==== Text ====

Photograph by Felipe Buitrago
CALIFORNIA COMFORT: Chef Ross Hanson's generously sized dishes are ingredient driven.

Personal Charms

Los Gatos' Restaurant James Randall holds the hard times at bay with big, robust flavors

By Stett Holbrook


WHEN I FIRST visited Restaurant James Randall in Los Gatos, three years ago, it was just a few months old. The personal charms of the little restaurant won me over, even if some of the food was uneven. Two years later, that's still the case.

The business-swallowing recession has been tough on little restaurants, so I was pleased to see that James Randall seems to be holding its own. On both my visits, the restaurant attracted a decent midweek crowd. In fact, judging by the crowded dining rooms, a lot of the independently owned restaurants along North Santa Cruz Avenue seem to be doing well. At least in downtown Los Gatos, hard times appear to be in short supply.

While service at James Randall is far less green than it was when I first visited, chef Ross Hanson's cooking has undergone few changes, and that's both a strength and a weakness. Hanson, a Saratoga High School grad, runs the restaurant with his mother, Brenda Hammond.

Mother and son had worked together in a catering business a few years back, but they really wanted their own restaurant. When Hammond's brother passed away about 12 years ago, he left her some money, telling her to do something with it that she really wanted to do. So she and Hanson opened the restaurant and named it after him. 

Hanson's cooking generally takes its cues from the seasons and favors a simple, ingredient-driven approach that places it squarely in the California school of cooking. He favors big, robust flavors and large serving sizes to create a kind of California comfort food.

Lunch is simple and straightforward, although I guess the dreamy parsley-and-truffle-scented fries ($6) are a bit over the top. The Italian sub sandwich ($9) piles on the cold cuts, and it's pretty good, but nothing better than you'd get at a run-of-the-mill deli. Better is the grilled-chicken Gruyère sandwich ($9.50), a luxurious pressed sandwich gilded with pickled onions, wild arugula and caper aioli. Both plates came with a freshly baked chocolate-chip cookie on the side, a homey touch the restaurant has kept around since the early days.

==== Record set ====

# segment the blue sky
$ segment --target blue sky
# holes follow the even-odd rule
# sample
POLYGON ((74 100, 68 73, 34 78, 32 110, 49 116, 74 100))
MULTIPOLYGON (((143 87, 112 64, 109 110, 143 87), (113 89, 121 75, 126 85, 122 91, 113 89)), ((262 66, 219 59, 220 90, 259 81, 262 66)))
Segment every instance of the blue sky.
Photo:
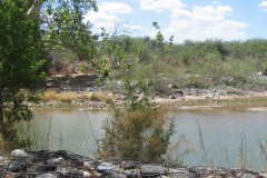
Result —
POLYGON ((166 38, 176 42, 206 39, 267 39, 267 0, 98 0, 99 11, 86 20, 98 31, 128 31, 155 37, 157 21, 166 38))

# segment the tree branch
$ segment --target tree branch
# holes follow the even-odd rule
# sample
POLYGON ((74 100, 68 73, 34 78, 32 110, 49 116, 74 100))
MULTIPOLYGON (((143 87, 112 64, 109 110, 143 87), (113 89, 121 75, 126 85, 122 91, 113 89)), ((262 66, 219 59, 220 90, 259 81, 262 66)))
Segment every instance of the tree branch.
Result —
POLYGON ((34 0, 30 9, 27 11, 27 17, 33 19, 40 12, 41 6, 44 1, 46 0, 34 0))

====

Reproduce the passage of the restaurant review that opens with the words containing "Mother and son" and closes with "it after him.". Work from the restaurant review only, not from the rows.

Written answer>
Mother and son had worked together in a catering business a few years back, but they really wanted their own restaurant. When Hammond's brother passed away about 12 years ago, he left her some money, telling her to do something with it that she really wanted to do. So she and Hanson opened the restaurant and named it after him.